» Job
Copy out every line of the listing below without changing anything.

Stored dataset items
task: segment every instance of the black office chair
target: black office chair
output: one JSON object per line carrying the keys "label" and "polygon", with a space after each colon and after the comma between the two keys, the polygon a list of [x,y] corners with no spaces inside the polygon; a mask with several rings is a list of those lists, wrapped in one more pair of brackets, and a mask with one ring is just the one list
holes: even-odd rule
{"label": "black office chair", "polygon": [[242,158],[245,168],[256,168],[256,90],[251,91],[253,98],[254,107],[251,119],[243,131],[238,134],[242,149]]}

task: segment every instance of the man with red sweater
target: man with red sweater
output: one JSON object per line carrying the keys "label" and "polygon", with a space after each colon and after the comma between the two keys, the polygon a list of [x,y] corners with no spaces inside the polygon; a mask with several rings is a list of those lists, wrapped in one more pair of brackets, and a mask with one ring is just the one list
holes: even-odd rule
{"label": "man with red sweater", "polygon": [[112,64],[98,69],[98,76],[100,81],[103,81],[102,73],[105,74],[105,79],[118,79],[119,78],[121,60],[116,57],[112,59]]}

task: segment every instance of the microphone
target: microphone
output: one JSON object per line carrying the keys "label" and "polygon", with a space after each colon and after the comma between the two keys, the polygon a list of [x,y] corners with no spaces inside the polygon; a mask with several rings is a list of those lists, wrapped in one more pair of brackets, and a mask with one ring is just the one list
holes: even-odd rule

» Answer for the task
task: segment every instance of the black office chair
target: black office chair
output: one JSON object per line carrying the keys "label" and "polygon", with a space after each colon and after the comma between the two keys, the polygon a list of [x,y] corners with no spaces inside the polygon; a mask with several rings is a list of those lists, wrapped in one more pair of brackets, and a mask with one ring is just the one list
holes: even-odd rule
{"label": "black office chair", "polygon": [[242,158],[245,168],[256,168],[256,90],[251,91],[253,98],[254,107],[251,119],[243,131],[238,134],[242,149]]}

task: segment every instance of the man with red sweater
target: man with red sweater
output: one JSON object per line carrying the keys "label" and "polygon", with a space after each colon and after the comma between the two keys, the polygon a list of [x,y] corners with no spaces inside the polygon; a mask with several rings is a list of those lists, wrapped in one more pair of brackets, and a mask with one ring is just the one list
holes: even-odd rule
{"label": "man with red sweater", "polygon": [[112,64],[98,69],[98,76],[100,81],[103,81],[102,73],[105,74],[105,79],[118,79],[119,78],[121,60],[116,57],[112,59]]}

task: segment every instance of the microphone
target: microphone
output: one JSON object per line carrying the keys "label" and "polygon", with a space after each colon and after the comma between the two keys, the polygon a list of [x,y] corners with no spaces inside the polygon; a mask with several rings is a list of those lists, wrapped in one more pair of brackets, and a mask with one ring is just the one list
holes: even-odd rule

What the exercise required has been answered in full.